EXERCISE INSTRUCTIONS » Transcribe the records that follow exactly. Skip the pictures.

-- START OF MATERIAL SUPPLIED --

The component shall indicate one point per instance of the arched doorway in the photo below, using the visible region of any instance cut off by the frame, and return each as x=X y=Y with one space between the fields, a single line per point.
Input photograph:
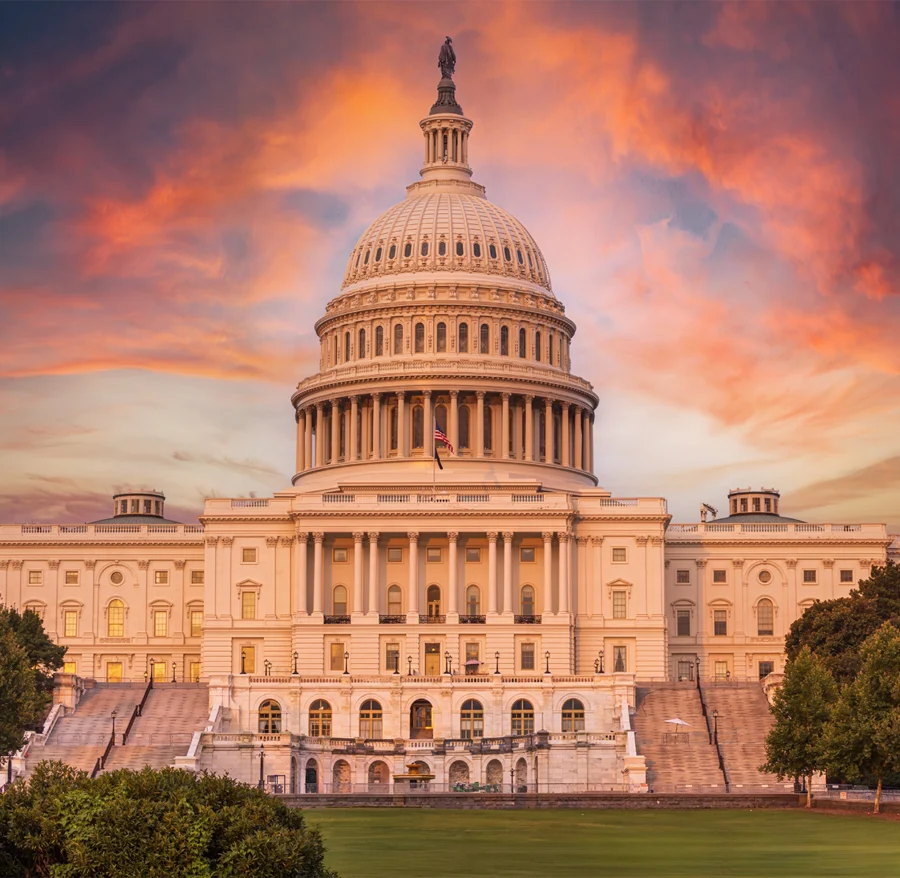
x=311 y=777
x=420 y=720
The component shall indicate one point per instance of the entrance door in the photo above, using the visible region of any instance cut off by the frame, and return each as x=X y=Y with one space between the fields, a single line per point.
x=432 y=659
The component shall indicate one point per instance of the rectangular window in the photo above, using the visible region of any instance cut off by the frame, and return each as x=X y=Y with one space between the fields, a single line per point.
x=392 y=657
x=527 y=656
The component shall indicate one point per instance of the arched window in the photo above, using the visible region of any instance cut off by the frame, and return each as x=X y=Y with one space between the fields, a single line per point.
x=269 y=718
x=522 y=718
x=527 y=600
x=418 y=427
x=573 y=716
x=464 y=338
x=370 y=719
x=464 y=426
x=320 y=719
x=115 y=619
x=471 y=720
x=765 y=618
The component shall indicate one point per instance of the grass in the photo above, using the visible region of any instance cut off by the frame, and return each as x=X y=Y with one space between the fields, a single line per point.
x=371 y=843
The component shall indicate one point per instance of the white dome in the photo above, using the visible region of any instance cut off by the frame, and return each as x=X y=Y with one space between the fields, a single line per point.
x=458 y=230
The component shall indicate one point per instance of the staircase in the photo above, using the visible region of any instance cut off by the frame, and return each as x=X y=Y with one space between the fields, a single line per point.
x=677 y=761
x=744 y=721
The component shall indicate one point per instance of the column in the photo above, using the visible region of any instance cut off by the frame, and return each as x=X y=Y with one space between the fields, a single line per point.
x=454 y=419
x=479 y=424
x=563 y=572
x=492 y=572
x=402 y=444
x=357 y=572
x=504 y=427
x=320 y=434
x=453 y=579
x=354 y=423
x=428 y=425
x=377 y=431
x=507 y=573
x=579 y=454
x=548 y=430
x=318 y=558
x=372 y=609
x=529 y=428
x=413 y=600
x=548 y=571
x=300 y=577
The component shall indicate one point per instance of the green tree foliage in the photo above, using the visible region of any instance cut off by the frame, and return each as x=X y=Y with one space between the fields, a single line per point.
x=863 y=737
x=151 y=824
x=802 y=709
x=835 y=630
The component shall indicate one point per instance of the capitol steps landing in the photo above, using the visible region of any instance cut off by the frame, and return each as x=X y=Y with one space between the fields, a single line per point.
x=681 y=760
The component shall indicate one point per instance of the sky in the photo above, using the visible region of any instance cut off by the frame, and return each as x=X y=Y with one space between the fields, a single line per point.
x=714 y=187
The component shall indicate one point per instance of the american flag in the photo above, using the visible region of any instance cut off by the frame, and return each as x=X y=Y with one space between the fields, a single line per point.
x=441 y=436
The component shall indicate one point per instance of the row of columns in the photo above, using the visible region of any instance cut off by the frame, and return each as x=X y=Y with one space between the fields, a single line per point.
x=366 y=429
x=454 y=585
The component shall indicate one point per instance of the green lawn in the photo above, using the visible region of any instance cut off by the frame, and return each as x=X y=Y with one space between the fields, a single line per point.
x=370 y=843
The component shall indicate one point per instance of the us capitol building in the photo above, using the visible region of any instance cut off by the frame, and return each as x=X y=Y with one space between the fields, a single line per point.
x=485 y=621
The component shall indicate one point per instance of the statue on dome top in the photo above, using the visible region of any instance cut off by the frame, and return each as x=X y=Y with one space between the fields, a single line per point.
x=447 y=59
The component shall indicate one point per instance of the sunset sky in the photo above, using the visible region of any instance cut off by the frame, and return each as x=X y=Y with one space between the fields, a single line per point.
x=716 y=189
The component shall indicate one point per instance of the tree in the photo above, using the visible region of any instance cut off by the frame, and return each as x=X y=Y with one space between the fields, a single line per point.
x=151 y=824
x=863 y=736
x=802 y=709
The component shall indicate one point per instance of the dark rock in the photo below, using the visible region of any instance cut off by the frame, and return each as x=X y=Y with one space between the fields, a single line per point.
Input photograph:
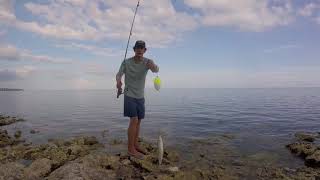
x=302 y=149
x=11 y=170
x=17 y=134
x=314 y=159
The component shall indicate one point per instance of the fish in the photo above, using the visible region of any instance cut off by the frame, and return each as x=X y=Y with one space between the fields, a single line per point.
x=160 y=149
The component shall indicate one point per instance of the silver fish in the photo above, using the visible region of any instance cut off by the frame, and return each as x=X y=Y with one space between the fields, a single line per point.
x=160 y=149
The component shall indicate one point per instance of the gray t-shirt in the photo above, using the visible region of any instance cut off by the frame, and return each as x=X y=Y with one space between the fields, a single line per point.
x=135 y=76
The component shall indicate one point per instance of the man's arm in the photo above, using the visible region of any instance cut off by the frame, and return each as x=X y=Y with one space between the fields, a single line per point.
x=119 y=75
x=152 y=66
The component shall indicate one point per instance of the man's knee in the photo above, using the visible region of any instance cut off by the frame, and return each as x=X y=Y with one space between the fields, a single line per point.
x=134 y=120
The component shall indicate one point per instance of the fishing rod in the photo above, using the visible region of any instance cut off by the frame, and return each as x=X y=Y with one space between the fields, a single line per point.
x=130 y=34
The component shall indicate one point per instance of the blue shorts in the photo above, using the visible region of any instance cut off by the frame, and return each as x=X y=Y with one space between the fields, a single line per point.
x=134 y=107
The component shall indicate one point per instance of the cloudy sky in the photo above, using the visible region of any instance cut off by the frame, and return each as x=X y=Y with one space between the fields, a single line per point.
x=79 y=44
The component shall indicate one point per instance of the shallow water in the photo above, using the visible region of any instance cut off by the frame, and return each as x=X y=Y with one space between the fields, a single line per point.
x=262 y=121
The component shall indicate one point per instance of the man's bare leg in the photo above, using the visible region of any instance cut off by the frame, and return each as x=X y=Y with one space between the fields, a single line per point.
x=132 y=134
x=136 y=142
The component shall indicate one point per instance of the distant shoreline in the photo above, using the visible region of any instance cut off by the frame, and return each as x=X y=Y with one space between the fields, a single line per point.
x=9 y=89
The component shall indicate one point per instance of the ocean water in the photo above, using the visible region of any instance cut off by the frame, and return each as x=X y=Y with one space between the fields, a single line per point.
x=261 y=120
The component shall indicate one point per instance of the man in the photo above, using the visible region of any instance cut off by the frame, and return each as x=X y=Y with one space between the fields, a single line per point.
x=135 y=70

-- END OF MATERIAL SUPPLIED --

SOLUTION TO THE EXERCISE »
The component shall indicate one point per instance of the arched doorway in the photo below, using the visible region of any instance cut off by the frame, and return each as x=X y=Y with one space between the fields, a single line per point.
Input photograph:
x=311 y=777
x=420 y=720
The component shall indicate one point per instance of the entrance door in the photo above, using the visible region of any instance cut off by the frame, and return each as x=X y=Y with one space between the fields, a single line per point.
x=432 y=659
The component shall indicate one point per instance of the rectangular window in the photo above, using the visible region of any instance cut off by the frame, and return each as x=X y=Y with one space between the fields, a single line per point.
x=392 y=657
x=527 y=656
The component shall indicate one point per instance of the arched window in the photo above, using the visible region of any instance cut off by the frame, and return each as x=X y=Y with one space between the fields, a single line per point.
x=269 y=718
x=522 y=718
x=527 y=600
x=418 y=427
x=573 y=716
x=464 y=338
x=370 y=719
x=464 y=426
x=320 y=719
x=115 y=619
x=471 y=720
x=765 y=618
The component shall indicate one point per instance of the grass in the photo above, using the visible region of any instance cut off by the frame, and return each as x=X y=Y with one space between the fields, a single line per point.
x=371 y=843
The component shall indicate one point per instance of the white dome in the photo above, using the visible region of any instance cut off by the frame, and return each as x=X y=Y with one space between the fields, a single line per point.
x=458 y=230
The component shall indicate one point per instance of the staircase in the photo above, using the visible region of any instance cut off by the frame, and return each as x=X y=Y with one space between the fields, a single line per point.
x=677 y=761
x=744 y=721
The component shall indicate one point per instance of the column in the photo above, using the visible region of any instance cut off by the frame, and return each as x=X y=Y with one space between the fields, a single line per point.
x=454 y=419
x=479 y=424
x=563 y=572
x=492 y=572
x=402 y=444
x=357 y=572
x=504 y=427
x=320 y=434
x=453 y=579
x=354 y=423
x=428 y=425
x=377 y=431
x=507 y=573
x=579 y=454
x=548 y=430
x=318 y=558
x=372 y=609
x=529 y=428
x=413 y=600
x=548 y=571
x=300 y=577
The component shall indicate one point per instance of the green tree foliage in the photo above, using the visible region of any instance cut off by the frame, and return each as x=X y=Y with one space between the fields, a single line per point.
x=863 y=737
x=151 y=824
x=802 y=709
x=835 y=630
The component shall indicate one point per instance of the capitol steps landing in the photo above, using the visible region of any instance cut off by the frame, and return each as x=X y=Y with one space between the fields, a single line per point.
x=681 y=760
The component shall indicate one point per instance of the sky in the photo above, using the visible region of any instance cut off by the frame, and return each as x=X y=Y with one space between the fields, a single line per point.
x=714 y=187
The component shall indicate one point per instance of the american flag in the photo above, using the visible region of any instance cut off by the frame, and return each as x=X y=Y with one space between the fields, a single line per point.
x=441 y=436
The component shall indicate one point per instance of the row of columns in the photo above, using the visible region of any instance cut off by the frame, and return each as x=X y=Y with one space between the fields, a single line per point.
x=366 y=429
x=454 y=585
The component shall indicate one point per instance of the green lawn in the photo above, using the visible region of any instance cut off by the frame, and return each as x=X y=Y with one space between the fields, a single line per point.
x=370 y=843
The component shall indicate one point per instance of the us capitol building in the photo above, using the visible region of any instance cut off by the frame, and return each as x=X y=Y with one space between the fields, a single line per point.
x=485 y=621
The component shall indicate one point per instance of the statue on dome top in the photo above, using the visible region of any instance cut off by the frame, and return each as x=X y=Y with one space between the fields, a single line per point.
x=447 y=59
The component shall indicate one point per instance of the sunset sky in the photo above, using the visible region of any instance cut off by the frame, and return each as x=X y=Y with one space between the fields, a single line per point.
x=716 y=189
The component shall indicate one point per instance of the tree in the photo above, using the visible region of any instance cut off by the frame, and return each as x=X y=Y with one space between the fields, a single line per point.
x=151 y=824
x=863 y=736
x=802 y=709
The component shall indicate one point per instance of the dark rock in the photo below, using the visible region of any instance cut off by the frame, and return each as x=X y=Y with one space between the fields, a single line per point.
Input photograph:
x=302 y=149
x=11 y=170
x=17 y=134
x=314 y=159
The component shall indicate one point per instance of the fish in the photo above, using the visible region of any instance cut off by the frame, and return each as x=X y=Y with one space between the fields, a single line per point.
x=160 y=149
The component shall indicate one point per instance of the silver fish in the photo above, using the visible region of any instance cut off by the frame, and return each as x=X y=Y with one space between the fields, a single line per point.
x=160 y=149
The component shall indicate one point per instance of the gray t-shirt in the photo above, using the visible region of any instance cut off by the frame, and return each as x=X y=Y with one space between the fields, a single line per point.
x=135 y=76
The component shall indicate one point per instance of the man's arm in the photo above, using the visible region of any instance cut off by the frame, and return each as x=X y=Y with one space between the fields, a single line per point.
x=119 y=75
x=152 y=66
The component shall indicate one point per instance of the man's knee in the photo above, using the visible region of any instance cut off by the frame, and return each as x=X y=Y with one space between the fields, a single line per point.
x=134 y=120
The component shall indicate one point per instance of the fishing rod in the photo above, using the visible region of any instance cut off by the frame, and return each as x=X y=Y with one space between the fields, a single line per point.
x=130 y=34
The component shall indicate one point per instance of the blue shorts in the photo above, using the visible region of any instance cut off by the frame, and return each as x=X y=Y with one space between the fields, a single line per point.
x=134 y=107
The component shall indicate one point per instance of the cloudy sky in the photo above, using the visible region of any instance cut off by the frame, and return each as x=X y=Y with one space between the fields, a single line per point.
x=79 y=44
The component shall indicate one point per instance of the shallow water in the photo above, using the visible region of any instance cut off by the frame, and return each as x=X y=Y with one space between the fields, a single line per point.
x=262 y=121
The component shall indicate one point per instance of the man's bare leg in the photo above, using the visible region of any instance cut off by the frame, and return each as x=X y=Y with one space between the fields, a single line per point.
x=132 y=134
x=136 y=142
The component shall indicate one point per instance of the distant shoreline in the photo above, using the visible region of any instance cut off by the frame, and return each as x=X y=Y with one space between the fields, a single line per point.
x=9 y=89
The component shall indicate one point per instance of the ocean water in the photo above, using the visible region of any instance cut off by the frame, and return each as x=X y=Y with one space between the fields, a single line per point.
x=261 y=120
The component shall indicate one point per instance of the man in the photo above, using the visible region of any instance cut off by the frame, and return each as x=X y=Y with one space between the fields, a single line per point.
x=135 y=70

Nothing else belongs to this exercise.